**Tarefas a fazer:**
1. Resuma o texto da página em duas frases.
2. Reproduza sem qualquer alteração o trecho do texto da página que começa nas palavras "Proferiu-se despacho saneador" e acaba em "aos 2ºs. RR.".
╭─ Texto da página
Naquele articulado, a A., alegando que o declarado contrato de “dação” não correspondeu à vontade das partes, foi ficcionado em conluio entre os co-RR, com o propósito de, mediante a aparência criada, subtrair o prédio ao património da devedora e, assim, enganar a Autora e prejudicá-la, procedeu, ainda, à ampliação do pedido em termos de ser decretada, com as legais consequências, a nulidade do contrato de dação em cumprimento celebrado entre os co-réus C…, Ldª., e D… e mulher, E…, condenando-se estes a abrirem mão do imóvel acima identificado, restituindo-o, material e juridicamente, ao património da ré C….[2] Os RR. D… e mulher apresentaram tréplica, impugnando os factos relativos à alegada simulação, mantendo o alegado na contestação e concluindo como nesta.

Proferiu-se despacho saneador tabelar, procedeu-se à selecção da matéria de facto assente e à organização da Base Instrutória (por remissão, mas dactilografadas pela secretaria a fls. 129 a 134), que não sofreram reclamação das partes.

Estava em curso a audiência de discussão e julgamento (cfr. actas de fls. 506 a 509 e 583 a 585), quando, entretanto, por despacho proferido a fls. 599 a 601 dos autos, foi julgada extinta a instância, por impossibilidade superveniente da lide, relativamente à 1ª. Ré C…, Ldª. – em virtude de esta ter sido declarada falida e de, por sua vez, no respectivo processo, ter sido declara extinta a instância, também por inutilidade da lide, com fundamento na inexistência de bens no património da falida – considerando-se que aquela deixou de ter existência jurídica e determinando-se que os autos prosseguissem apenas quanto aos 2ºs. RR.
╰─
╭─ Linhas apresentadas
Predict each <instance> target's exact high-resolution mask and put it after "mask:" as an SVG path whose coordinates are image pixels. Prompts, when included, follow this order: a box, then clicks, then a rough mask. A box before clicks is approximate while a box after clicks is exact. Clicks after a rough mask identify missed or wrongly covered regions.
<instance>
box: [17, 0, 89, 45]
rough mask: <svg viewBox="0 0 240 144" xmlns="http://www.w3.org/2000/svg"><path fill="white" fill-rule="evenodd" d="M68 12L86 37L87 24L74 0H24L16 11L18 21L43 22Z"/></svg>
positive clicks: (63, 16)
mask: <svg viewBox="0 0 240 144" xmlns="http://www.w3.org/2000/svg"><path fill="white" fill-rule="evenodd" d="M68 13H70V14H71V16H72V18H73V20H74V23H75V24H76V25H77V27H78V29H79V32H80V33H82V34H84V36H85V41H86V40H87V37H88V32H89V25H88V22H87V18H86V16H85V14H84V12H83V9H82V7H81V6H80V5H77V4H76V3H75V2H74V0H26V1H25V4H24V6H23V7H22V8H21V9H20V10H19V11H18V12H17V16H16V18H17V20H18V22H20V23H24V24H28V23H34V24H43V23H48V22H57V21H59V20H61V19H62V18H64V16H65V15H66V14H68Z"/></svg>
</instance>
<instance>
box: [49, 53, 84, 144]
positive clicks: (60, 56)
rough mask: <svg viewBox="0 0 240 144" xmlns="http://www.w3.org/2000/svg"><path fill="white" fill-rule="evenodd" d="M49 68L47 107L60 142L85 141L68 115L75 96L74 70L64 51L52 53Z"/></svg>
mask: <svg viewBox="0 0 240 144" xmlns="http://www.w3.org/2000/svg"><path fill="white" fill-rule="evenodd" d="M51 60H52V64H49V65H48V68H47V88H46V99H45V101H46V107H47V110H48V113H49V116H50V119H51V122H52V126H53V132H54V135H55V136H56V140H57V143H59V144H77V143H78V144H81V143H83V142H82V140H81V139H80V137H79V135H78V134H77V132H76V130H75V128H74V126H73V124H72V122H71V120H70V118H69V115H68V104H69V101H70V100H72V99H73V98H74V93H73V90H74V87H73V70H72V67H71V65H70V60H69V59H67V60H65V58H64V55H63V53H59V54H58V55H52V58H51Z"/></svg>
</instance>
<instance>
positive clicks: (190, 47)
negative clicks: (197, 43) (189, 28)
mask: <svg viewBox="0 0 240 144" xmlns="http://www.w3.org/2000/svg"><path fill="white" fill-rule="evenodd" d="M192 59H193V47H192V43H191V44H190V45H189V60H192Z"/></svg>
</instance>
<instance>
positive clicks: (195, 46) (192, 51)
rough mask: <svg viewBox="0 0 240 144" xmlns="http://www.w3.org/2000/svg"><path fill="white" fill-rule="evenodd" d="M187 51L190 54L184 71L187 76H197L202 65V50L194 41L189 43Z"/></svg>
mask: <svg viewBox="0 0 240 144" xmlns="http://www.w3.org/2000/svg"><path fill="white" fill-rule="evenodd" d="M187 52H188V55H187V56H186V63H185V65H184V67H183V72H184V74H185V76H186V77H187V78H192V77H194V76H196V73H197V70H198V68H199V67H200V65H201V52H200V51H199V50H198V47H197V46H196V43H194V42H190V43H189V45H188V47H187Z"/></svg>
╰─
**Respostas às tarefas:**
1. A Autora alegou que o contrato de dação foi fingido em conluio entre os co-réus para tirar o prédio ao património da devedora e pediu a sua nulidade, com a devolução do imóvel à ré C…, Ldª. Os réus D… e mulher contestaram na tréplica a alegada simulação, e mais tarde, durante a audiência de julgamento, a instância foi declarada extinta quanto à 1ª Ré, por ter sido declarada falida sem bens, seguindo o processo apenas contra os 2ºs réus.

2.
Proferiu-se despacho saneador tabelar, procedeu-se à selecção da matéria de facto assente e à organização da Base Instrutória (por remissão, mas dactilografadas pela secretaria a fls. 129 a 134), que não sofreram reclamação das partes.

Estava em curso a audiência de discussão e julgamento (cfr. actas de fls. 506 a 509 e 583 a 585), quando, entretanto, por despacho proferido a fls. 599 a 601 dos autos, foi julgada extinta a instância, por impossibilidade superveniente da lide, relativamente à 1ª. Ré C…, Ldª. – em virtude de esta ter sido declarada falida e de, por sua vez, no respectivo processo, ter sido declara extinta a instância, também por inutilidade da lide, com fundamento na inexistência de bens no património da falida – considerando-se que aquela deixou de ter existência jurídica e determinando-se que os autos prosseguissem apenas quanto aos 2ºs. RR.